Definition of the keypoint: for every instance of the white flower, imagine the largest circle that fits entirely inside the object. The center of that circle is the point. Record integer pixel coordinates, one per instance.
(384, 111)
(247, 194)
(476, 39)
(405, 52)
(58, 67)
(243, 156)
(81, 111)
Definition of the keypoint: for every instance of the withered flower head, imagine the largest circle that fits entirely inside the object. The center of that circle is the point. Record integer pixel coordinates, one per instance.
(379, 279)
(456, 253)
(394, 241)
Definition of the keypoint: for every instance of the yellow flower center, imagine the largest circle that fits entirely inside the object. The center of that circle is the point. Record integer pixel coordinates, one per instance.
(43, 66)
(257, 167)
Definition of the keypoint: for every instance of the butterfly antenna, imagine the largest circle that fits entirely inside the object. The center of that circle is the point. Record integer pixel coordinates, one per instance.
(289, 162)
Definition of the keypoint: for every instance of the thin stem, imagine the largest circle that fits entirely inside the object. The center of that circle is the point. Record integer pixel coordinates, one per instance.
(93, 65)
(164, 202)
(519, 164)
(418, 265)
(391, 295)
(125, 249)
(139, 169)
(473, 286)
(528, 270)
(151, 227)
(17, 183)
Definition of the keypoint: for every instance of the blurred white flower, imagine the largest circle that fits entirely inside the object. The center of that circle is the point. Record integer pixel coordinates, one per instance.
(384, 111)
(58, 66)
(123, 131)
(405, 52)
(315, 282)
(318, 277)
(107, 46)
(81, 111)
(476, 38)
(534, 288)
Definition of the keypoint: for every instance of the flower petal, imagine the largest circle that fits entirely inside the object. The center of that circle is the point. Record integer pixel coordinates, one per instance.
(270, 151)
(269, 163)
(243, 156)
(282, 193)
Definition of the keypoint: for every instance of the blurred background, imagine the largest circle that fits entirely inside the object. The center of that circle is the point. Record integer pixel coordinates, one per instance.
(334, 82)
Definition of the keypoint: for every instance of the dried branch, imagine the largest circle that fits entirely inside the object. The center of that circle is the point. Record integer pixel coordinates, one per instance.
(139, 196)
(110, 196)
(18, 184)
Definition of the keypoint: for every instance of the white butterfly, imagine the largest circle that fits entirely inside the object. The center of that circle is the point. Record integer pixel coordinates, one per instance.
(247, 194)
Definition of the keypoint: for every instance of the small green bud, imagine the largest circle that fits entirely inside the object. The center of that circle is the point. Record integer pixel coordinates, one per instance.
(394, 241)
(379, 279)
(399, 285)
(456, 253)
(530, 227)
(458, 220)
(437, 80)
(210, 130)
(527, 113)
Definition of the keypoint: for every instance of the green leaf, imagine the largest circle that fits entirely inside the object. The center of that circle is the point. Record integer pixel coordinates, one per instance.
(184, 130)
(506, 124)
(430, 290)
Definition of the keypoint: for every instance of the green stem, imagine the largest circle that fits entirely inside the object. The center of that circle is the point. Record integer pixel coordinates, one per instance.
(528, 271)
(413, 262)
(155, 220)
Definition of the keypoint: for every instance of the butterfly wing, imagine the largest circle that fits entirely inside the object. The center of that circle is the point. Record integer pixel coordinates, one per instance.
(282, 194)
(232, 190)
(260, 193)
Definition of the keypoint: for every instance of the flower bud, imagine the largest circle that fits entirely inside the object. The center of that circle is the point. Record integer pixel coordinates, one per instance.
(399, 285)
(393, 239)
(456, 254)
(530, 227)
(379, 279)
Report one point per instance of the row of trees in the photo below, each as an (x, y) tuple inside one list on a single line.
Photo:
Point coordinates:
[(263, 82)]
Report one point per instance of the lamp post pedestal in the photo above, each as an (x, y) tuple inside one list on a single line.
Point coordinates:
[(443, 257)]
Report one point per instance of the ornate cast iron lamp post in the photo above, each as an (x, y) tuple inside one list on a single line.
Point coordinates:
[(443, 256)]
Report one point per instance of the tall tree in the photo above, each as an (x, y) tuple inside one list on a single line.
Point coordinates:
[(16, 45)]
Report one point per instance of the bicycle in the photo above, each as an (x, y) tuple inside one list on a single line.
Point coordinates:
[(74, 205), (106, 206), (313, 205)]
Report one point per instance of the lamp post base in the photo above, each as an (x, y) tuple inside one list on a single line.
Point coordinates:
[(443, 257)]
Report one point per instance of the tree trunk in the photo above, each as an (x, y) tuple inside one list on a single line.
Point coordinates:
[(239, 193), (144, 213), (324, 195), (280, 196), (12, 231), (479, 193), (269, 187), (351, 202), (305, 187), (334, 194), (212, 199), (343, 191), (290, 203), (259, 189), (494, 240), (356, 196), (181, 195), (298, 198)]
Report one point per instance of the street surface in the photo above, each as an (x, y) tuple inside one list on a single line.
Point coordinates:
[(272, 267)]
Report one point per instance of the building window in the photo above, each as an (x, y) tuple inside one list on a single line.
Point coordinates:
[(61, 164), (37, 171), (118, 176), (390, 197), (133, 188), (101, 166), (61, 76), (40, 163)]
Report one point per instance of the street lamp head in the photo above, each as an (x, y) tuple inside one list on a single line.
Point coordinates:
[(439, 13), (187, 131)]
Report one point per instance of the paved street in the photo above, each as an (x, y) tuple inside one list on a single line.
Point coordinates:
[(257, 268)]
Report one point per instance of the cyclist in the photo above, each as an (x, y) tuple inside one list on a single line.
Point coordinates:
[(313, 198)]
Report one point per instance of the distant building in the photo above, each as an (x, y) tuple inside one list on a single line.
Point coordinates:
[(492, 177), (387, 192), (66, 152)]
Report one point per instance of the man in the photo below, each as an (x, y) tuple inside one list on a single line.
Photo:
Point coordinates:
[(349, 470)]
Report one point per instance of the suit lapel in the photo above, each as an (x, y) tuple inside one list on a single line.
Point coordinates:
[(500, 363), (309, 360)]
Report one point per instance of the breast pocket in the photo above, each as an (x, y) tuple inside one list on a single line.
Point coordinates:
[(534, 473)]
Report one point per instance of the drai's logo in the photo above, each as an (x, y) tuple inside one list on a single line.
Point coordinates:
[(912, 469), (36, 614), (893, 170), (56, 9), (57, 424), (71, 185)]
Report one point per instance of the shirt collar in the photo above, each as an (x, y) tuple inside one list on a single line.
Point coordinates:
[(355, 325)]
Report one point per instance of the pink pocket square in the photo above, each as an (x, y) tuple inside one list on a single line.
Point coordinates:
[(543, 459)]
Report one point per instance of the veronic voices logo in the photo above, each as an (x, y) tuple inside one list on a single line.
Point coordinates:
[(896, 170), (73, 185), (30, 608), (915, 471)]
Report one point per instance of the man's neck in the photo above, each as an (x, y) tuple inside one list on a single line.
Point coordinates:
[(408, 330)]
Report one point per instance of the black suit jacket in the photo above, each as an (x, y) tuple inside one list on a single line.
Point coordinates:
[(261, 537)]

== == ==

**PROBLEM REQUIREMENTS**
Each line of the material above needs to be returned exactly as written.

**ANSWER SPACE**
Definition of the keypoint: for every instance of the white flower, imagine the largest circle that fits entirely inside the object. The center of that circle is the point. Record integer pixel coordinates, one per instance.
(384, 111)
(247, 194)
(476, 39)
(405, 52)
(58, 67)
(243, 156)
(81, 111)
Definition of the keypoint: for every instance of the withered flower head, imagine the largest circle that fits entirely inside the object. The center of that circle is the point. Record integer pixel coordinates, one per instance.
(379, 279)
(456, 253)
(394, 241)
Definition of the keypoint: for every instance of the yellow flower center, imagine the largest circle that fits entirely inside the object. The center of that circle is the point. Record integer pixel coordinates, one per instance.
(43, 66)
(257, 167)
Definition of the keypoint: for every instance of the butterfly antenna, imagine the largest circle that fits entirely inside the object. The center of that circle is the point. Record integer pixel coordinates, one per instance.
(289, 162)
Definition of the keypoint: for every instance of the thin stem, imagine the largest circle that fits entirely inside the object. The center of that circle is the point. Record integer pixel coordinates, one per instance.
(93, 65)
(164, 202)
(519, 164)
(418, 265)
(391, 295)
(125, 249)
(139, 169)
(473, 286)
(528, 270)
(151, 227)
(17, 183)
Definition of the keypoint: for every instance of the blurred white flower, imagine the largest circle that fits entirely inside the object. The center of that circle is the point. Record integer pixel coordinates, one per instance.
(384, 111)
(58, 66)
(123, 131)
(405, 52)
(315, 282)
(318, 277)
(107, 46)
(81, 111)
(476, 38)
(534, 288)
Definition of the keypoint: for every instance of the flower petal, imagine the largest circle that fits entirely inside the object. The center of that circle is the point. Record integer pixel coordinates, one per instance.
(270, 151)
(269, 163)
(243, 156)
(282, 193)
Definition of the keypoint: for every instance of the blurred background, imagine the largest circle that fits entirely inside the object. The center of that circle is the point. Record integer pixel coordinates, one per instance.
(334, 82)
Definition of the keypoint: for every instance of the dried branch, imagine the largest circle that fits entirely inside the object. The center of that circle is the point. Record integer pixel coordinates, one per instance.
(139, 196)
(110, 196)
(18, 184)
Definition of the keypoint: for every instance of the white butterfly, imagine the largest circle that fits entirely inside the object. The center of that circle is the point. Record integer pixel coordinates, one per instance.
(247, 194)
Definition of the keypoint: for every instance of the small green bud, imagine the largest circle that fits entirely inside the object. The center of that circle is the point. Record integer pixel coordinates, one per instance.
(394, 241)
(379, 279)
(399, 285)
(456, 253)
(530, 227)
(458, 220)
(437, 80)
(210, 130)
(527, 113)
Definition of the keypoint: for every instance of the green leaf, imagine the largest circle that fits entirely inside the object. The center of that circle is the point. Record integer pixel coordinates, one per instance.
(184, 130)
(506, 124)
(430, 290)
Definition of the keypoint: for every instance of the green stem, imagine the largest circle that fits entirely inside the object. The center of that circle is the point. Record integer pixel coordinates, one per instance.
(528, 271)
(413, 262)
(155, 220)
Definition of the keypoint: for every instance of the butterfly wing, imagine the largest circle that fits entirely inside the object. The center of that circle is the point. Record integer pixel coordinates, one per instance.
(282, 194)
(232, 190)
(260, 193)
Definition of the keypoint: for every instance of the flower bud, imagine the largest circle that fits entirely inside the object. The center of that circle is the point. Record integer pixel coordinates, one per instance.
(399, 285)
(393, 239)
(456, 254)
(530, 227)
(379, 279)
Report one point per instance of the row of trees in the photo below, each as an (x, y) tuple inside one list on a single line.
Photo:
Point coordinates:
[(263, 82)]
Report one point per instance of the lamp post pedestal in the photo above, each as an (x, y) tuple inside one list on a single line.
Point coordinates:
[(443, 257)]
Report one point per instance of the ornate cast iron lamp post in the photo above, each as an (x, y) tuple inside one list on a single line.
Point coordinates:
[(443, 256)]
Report one point per instance of the tall tree in the photo above, each as an (x, y) tuple inside one list on a single line.
Point coordinates:
[(16, 45)]
Report one point per instance of the bicycle in the photo above, each as an (x, y) tuple inside one list on a single line.
Point coordinates:
[(74, 205), (106, 206), (313, 205)]
Report one point per instance of the lamp post base in the photo above, each as an (x, y) tuple inside one list on a single line.
Point coordinates:
[(443, 257)]
Report one point per instance of the tree trunk in the photo above, each as an (x, y) tuple inside one list on a single line.
Point coordinates:
[(239, 193), (144, 213), (324, 195), (280, 196), (12, 231), (479, 193), (269, 187), (351, 202), (305, 187), (334, 194), (212, 199), (343, 191), (290, 203), (259, 189), (494, 240), (356, 196), (181, 195), (298, 198)]
Report one point per instance of the street surface in the photo above, each as an (x, y) tuple inside one list on a single line.
Point coordinates:
[(272, 267)]
Report one point per instance of the building window in the photo above, each as an (x, y) tuple inside one list on a single line.
Point coordinates:
[(61, 164), (37, 171), (118, 176), (390, 197), (133, 188), (101, 166), (61, 76), (40, 163)]
Report one point per instance of the street lamp head in the photo above, each as an (x, y) tuple inside one list on a single line.
Point coordinates:
[(439, 13), (187, 131)]
Report one point per instance of the paved street in the photo above, each as an (x, y) tuple inside one list on a single line.
Point coordinates:
[(257, 268)]
Report one point per instance of the cyclist in the photo above, each as an (x, y) tuple inside one list on a single line.
Point coordinates:
[(313, 198)]
Report one point per instance of the distant building in the photo above, each as an (x, y) tuple inside one list on a single line.
Point coordinates:
[(492, 177), (387, 192), (66, 152)]
Report one point per instance of the man in the photo below, each as an (x, y) tuple inside one list on a single line.
Photo:
Point coordinates:
[(349, 470)]
Report one point per instance of the suit lapel in the photo above, each as an (x, y) tuple inside one list on a single line.
Point coordinates:
[(500, 363), (309, 360)]
Report one point per instance of the breast pocket in the photo above, each as an (x, y) tuple inside one list on a single line.
Point coordinates:
[(534, 473)]
Report one point per instance of the drai's logo in the photo above, each as an (x, y) tuple inside one list on a single line.
Point coordinates:
[(912, 469), (36, 614), (893, 170), (56, 9), (57, 424), (71, 185)]
Report one point per instance of the shirt collar in the photo above, each as an (x, y) tuple inside one list on a single line.
Point coordinates:
[(355, 325)]
Report one point per instance of the pink pocket square in the photo above, each as an (x, y) tuple inside one list on a single line.
Point coordinates:
[(543, 459)]
Report one point per instance of the veronic voices logo in the photo above, each as an (x, y) tuple inside one list on a single line.
Point coordinates:
[(896, 170), (73, 185), (30, 608), (915, 471)]
Report one point per instance of the man's neck in the photo above, each as an (x, y) tuple inside one list on a single line.
Point coordinates:
[(408, 330)]
Report one point per instance of the black suit jacket in the photo above, each as an (x, y) tuple inside one list on a single line.
Point coordinates:
[(261, 537)]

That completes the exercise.